### [About this task]
Copy out the interview about fiddling, teaching, and the TSM Academy below word for word, in full.

### [Page text]
Absolutely — everything. Fiddling was my first musical home, the place where I learned to step into the spotlight with comfort, spontaneity, and a real sense of play. It taught me how to read a room, how to trust my instincts, and how to live inside a deep internal rhythm that comes from the body as much as from the ear. In the fiddling world, there isn’t really a concept of “mistake” — you can change a note, reshape a phrase, improvise your way forward, and you’re always only one note away from making it sound like you meant it… or discovering that you did. That freedom becomes a way of breathing onstage. Those skills translate beautifully into classical performance, where authenticity matters just as much as virtuosity. Fiddling gave me the courage to be present, to react in real time, and to trust the connection between performer, colleagues, and audience. It opens up a different kind of expressive world — one that enriches everything I do in classical music.
Talk about your teaching philosophy.
My teaching rests on one principle: anything is possible.
Students learn to uncover their unique voice by developing the tools, mindsets, and curiosity to shape their own path. I focus on lifelong learning, self-awareness, strategic thinking, and empowering each artist to build a career that reflects who they genuinely are. My role is part teacher, part collaborator, part guide — helping them understand what’s possible and giving them the structure and support to reach it – in all areas that are meaningful in building a life in music and as a human.
What are your thoughts on the TSM Academy and the importance of teaching?
The Academy is one of TSM’s greatest strengths, the heart of what we do, and what sets us apart. It brings emerging musicians into direct, meaningful contact with world-class artists in an environment built on collaboration, curiosity, and the discovery of one’s artistic voice. It’s not just instruction — it’s immersion. And it was the most impactful single experience that I was privileged to do – only twice – when I was the age of our fellows.

### [Given records]
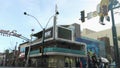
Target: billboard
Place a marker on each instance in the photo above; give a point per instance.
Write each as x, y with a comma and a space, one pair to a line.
64, 33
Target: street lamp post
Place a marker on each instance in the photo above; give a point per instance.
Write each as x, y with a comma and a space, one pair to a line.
43, 34
115, 40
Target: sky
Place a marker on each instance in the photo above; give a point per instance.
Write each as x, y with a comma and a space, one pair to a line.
12, 17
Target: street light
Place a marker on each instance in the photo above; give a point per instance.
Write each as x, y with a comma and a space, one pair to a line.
43, 28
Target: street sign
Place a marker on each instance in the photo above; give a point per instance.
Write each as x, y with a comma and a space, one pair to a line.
92, 14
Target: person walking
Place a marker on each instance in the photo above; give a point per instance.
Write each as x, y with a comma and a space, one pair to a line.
89, 60
94, 61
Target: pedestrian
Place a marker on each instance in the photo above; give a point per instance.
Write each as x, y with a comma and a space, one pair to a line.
94, 61
89, 60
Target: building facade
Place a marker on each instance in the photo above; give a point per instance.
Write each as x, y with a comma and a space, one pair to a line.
57, 50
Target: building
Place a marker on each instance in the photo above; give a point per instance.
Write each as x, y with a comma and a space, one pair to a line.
57, 50
106, 36
94, 46
105, 33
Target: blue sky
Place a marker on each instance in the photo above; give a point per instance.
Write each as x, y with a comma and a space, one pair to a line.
12, 17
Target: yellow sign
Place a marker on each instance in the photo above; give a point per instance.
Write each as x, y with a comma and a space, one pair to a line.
104, 7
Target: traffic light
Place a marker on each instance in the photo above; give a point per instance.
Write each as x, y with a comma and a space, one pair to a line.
82, 16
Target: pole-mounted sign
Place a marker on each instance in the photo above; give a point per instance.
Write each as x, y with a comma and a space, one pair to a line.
102, 10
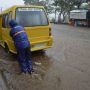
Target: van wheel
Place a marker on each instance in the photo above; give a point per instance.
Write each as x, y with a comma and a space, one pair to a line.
6, 48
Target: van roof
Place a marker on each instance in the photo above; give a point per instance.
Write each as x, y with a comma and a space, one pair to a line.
16, 6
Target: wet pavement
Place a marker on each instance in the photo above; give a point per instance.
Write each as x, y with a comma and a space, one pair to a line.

### [The answer]
Absolutely — everything. Fiddling was my first musical home, the place where I learned to step into the spotlight with comfort, spontaneity, and a real sense of play. It taught me how to read a room, how to trust my instincts, and how to live inside a deep internal rhythm that comes from the body as much as from the ear. In the fiddling world, there isn’t really a concept of “mistake” — you can change a note, reshape a phrase, improvise your way forward, and you’re always only one note away from making it sound like you meant it… or discovering that you did. That freedom becomes a way of breathing onstage. Those skills translate beautifully into classical performance, where authenticity matters just as much as virtuosity. Fiddling gave me the courage to be present, to react in real time, and to trust the connection between performer, colleagues, and audience. It opens up a different kind of expressive world — one that enriches everything I do in classical music.
Talk about your teaching philosophy.
My teaching rests on one principle: anything is possible.
Students learn to uncover their unique voice by developing the tools, mindsets, and curiosity to shape their own path. I focus on lifelong learning, self-awareness, strategic thinking, and empowering each artist to build a career that reflects who they genuinely are. My role is part teacher, part collaborator, part guide — helping them understand what’s possible and giving them the structure and support to reach it – in all areas that are meaningful in building a life in music and as a human.
What are your thoughts on the TSM Academy and the importance of teaching?
The Academy is one of TSM’s greatest strengths, the heart of what we do, and what sets us apart. It brings emerging musicians into direct, meaningful contact with world-class artists in an environment built on collaboration, curiosity, and the discovery of one’s artistic voice. It’s not just instruction — it’s immersion. And it was the most impactful single experience that I was privileged to do – only twice – when I was the age of our fellows.